GOAL: Rescale the lines below by reproducing each one in full, requests included. Multiply every point coordinate in the answers by 1.05 and round it to the nearest whole number, rounding halves up.

ENTRIES PROVIDED:
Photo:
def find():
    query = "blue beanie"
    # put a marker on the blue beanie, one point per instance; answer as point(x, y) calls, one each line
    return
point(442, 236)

OUTPUT:
Photo:
def find():
    query = "blue beanie"
    # put a marker on the blue beanie, one point per instance; answer as point(x, y) calls, one each line
    return
point(464, 248)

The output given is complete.